▸ Records supplied:
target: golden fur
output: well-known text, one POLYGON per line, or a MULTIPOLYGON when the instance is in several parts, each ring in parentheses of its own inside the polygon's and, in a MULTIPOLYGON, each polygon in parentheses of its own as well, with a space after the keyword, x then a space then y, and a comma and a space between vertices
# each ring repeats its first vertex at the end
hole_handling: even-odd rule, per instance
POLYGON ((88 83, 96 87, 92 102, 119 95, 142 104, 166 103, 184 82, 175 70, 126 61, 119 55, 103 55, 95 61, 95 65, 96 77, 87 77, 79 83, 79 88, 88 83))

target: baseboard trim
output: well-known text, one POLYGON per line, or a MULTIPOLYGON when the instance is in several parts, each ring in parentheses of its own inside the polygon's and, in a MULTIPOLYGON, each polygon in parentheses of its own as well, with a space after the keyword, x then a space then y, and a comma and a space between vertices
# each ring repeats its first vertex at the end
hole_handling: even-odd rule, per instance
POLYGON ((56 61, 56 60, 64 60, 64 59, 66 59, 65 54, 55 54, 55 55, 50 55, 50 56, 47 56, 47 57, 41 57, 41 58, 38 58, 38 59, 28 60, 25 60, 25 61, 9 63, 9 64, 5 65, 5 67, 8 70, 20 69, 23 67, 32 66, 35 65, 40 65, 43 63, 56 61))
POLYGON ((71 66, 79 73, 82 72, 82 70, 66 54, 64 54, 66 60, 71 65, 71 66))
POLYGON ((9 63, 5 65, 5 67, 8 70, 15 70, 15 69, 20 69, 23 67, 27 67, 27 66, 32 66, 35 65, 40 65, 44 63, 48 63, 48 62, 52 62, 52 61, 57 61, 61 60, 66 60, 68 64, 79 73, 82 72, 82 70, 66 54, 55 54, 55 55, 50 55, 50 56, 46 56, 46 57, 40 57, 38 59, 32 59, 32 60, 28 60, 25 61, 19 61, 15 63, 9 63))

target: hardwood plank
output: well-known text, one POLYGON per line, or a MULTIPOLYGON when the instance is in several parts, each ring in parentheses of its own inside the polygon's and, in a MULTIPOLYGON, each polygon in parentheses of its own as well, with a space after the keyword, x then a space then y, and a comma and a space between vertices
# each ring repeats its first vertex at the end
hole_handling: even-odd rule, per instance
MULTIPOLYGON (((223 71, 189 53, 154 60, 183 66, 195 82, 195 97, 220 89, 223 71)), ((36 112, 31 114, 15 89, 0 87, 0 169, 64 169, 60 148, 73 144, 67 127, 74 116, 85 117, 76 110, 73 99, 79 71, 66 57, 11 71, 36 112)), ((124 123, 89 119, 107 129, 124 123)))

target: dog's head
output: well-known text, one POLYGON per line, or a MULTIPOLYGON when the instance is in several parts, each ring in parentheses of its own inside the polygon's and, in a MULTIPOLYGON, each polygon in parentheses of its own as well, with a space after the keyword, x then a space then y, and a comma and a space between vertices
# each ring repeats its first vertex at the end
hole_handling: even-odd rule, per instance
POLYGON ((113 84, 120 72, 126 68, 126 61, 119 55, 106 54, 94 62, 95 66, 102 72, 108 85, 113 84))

---

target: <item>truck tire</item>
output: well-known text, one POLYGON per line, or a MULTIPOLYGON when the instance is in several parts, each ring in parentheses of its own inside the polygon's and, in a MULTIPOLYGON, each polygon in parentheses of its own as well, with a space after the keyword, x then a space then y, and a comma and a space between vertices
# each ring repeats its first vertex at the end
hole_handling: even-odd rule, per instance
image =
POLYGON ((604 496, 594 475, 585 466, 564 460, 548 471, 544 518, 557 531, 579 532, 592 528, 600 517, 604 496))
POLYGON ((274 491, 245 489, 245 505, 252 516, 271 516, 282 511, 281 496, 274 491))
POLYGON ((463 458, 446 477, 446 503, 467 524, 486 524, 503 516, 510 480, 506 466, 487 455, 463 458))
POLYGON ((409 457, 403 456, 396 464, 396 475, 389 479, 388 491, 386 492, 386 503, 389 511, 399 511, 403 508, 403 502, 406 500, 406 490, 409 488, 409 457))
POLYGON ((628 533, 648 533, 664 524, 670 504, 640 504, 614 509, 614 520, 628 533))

▸ What you need to do:
Rewrite the material from the line with "target: <item>truck tire</item>" to the line with "POLYGON ((463 458, 446", replacing "even-odd rule" with "nonzero winding rule" and leaving everything else unchanged. Give only those lines.

▸ Solved problem:
target: <item>truck tire</item>
output: well-known text, one POLYGON per line, or a MULTIPOLYGON when the instance is in several parts, each ring in parentheses of its own inside the polygon's and, in a MULTIPOLYGON, each polygon in parentheses of its own as well, with a space after the keyword, x then a space then y, and a comma and a space between vertices
# each ring repeats its first vertex at the end
hole_handling: nonzero winding rule, per instance
image =
POLYGON ((604 496, 594 475, 585 466, 564 460, 548 471, 544 518, 557 531, 579 532, 592 528, 600 517, 604 496))
POLYGON ((274 491, 245 489, 245 505, 252 516, 271 516, 282 511, 281 496, 274 491))
POLYGON ((463 458, 446 477, 446 503, 467 524, 486 524, 503 516, 510 480, 506 466, 487 455, 463 458))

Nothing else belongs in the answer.